▶ CONSIGNE ÉCRITE
Recopiez mot pour mot l'intégralité du passage fourni, un échange sur le cinéma, sans y apporter la moindre modification.

▶ PASSAGE FOURNI
Non. Dans le lot des gens qui voient ce que tu fais, tu te dis que le message passe. Irréversible, je ne l’ai pas revu depuis super longtemps, je ne sais pas si je le modifierais, mais en tout cas le film est là. Tu ne peux pas changer l’objet.

Il y a une citation d’Hitchcock que beaucoup de gens reprennent : « Si j’ai un message à envoyer, je vais à La Poste. » Tu fais des films, pas des messages, c’est une perception d’un truc précis. C’est aussi un roller coaster que tu fabriques pour faire peur au public ou pour l’émouvoir. Les messages sont de l’ordre du verbal, avec un film tu transmets des émotions, des frissons ou du désir.
Tes films montrent que tu éludes le tabou du sexe.

Il y a un tabou du sexe ?

 

Tu ne trouves pas ?

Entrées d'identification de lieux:
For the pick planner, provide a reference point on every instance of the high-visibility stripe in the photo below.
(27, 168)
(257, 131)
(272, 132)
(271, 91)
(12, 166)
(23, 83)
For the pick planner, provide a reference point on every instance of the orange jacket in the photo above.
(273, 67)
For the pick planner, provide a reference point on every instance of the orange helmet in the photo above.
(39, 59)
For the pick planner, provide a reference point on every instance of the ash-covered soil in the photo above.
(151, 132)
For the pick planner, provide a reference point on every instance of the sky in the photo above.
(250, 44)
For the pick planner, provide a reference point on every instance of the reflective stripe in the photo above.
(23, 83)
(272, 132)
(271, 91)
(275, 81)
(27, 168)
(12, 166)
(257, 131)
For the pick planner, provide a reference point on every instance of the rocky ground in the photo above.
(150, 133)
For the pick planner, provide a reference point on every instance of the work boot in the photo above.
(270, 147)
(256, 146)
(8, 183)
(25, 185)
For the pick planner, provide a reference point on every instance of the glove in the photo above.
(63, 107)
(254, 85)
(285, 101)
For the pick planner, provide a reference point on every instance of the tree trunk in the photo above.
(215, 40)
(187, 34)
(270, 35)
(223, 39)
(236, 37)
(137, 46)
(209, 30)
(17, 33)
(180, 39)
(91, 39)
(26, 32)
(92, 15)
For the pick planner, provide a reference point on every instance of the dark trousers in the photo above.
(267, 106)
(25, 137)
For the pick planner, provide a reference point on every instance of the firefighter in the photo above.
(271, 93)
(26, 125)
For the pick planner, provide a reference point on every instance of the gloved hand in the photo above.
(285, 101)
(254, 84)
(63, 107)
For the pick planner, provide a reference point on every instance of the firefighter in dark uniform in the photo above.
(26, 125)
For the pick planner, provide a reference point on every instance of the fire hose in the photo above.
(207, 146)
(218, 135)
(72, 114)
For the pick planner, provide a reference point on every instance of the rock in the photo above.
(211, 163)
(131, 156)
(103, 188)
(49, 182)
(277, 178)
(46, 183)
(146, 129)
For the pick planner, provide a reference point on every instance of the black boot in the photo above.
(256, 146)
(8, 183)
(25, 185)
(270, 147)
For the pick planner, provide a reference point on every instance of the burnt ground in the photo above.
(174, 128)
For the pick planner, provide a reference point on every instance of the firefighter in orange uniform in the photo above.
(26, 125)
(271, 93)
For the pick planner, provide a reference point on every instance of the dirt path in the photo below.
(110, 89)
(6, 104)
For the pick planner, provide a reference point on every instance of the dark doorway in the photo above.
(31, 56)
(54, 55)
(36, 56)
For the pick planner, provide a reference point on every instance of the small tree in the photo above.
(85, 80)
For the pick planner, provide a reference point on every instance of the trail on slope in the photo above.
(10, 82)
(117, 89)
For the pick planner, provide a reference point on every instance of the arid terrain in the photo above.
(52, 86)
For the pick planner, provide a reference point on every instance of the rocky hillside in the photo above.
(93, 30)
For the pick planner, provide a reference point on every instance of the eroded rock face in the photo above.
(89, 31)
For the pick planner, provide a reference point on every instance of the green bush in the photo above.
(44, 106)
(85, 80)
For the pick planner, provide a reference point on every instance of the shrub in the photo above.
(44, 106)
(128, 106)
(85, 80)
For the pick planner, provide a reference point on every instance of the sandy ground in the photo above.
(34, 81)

▶ RÉPONSE ATTENDUE
Non. Dans le lot des gens qui voient ce que tu fais, tu te dis que le message passe. Irréversible, je ne l’ai pas revu depuis super longtemps, je ne sais pas si je le modifierais, mais en tout cas le film est là. Tu ne peux pas changer l’objet.

Il y a une citation d’Hitchcock que beaucoup de gens reprennent : « Si j’ai un message à envoyer, je vais à La Poste. » Tu fais des films, pas des messages, c’est une perception d’un truc précis. C’est aussi un roller coaster que tu fabriques pour faire peur au public ou pour l’émouvoir. Les messages sont de l’ordre du verbal, avec un film tu transmets des émotions, des frissons ou du désir.
Tes films montrent que tu éludes le tabou du sexe.

Il y a un tabou du sexe ?

 

Tu ne trouves pas ?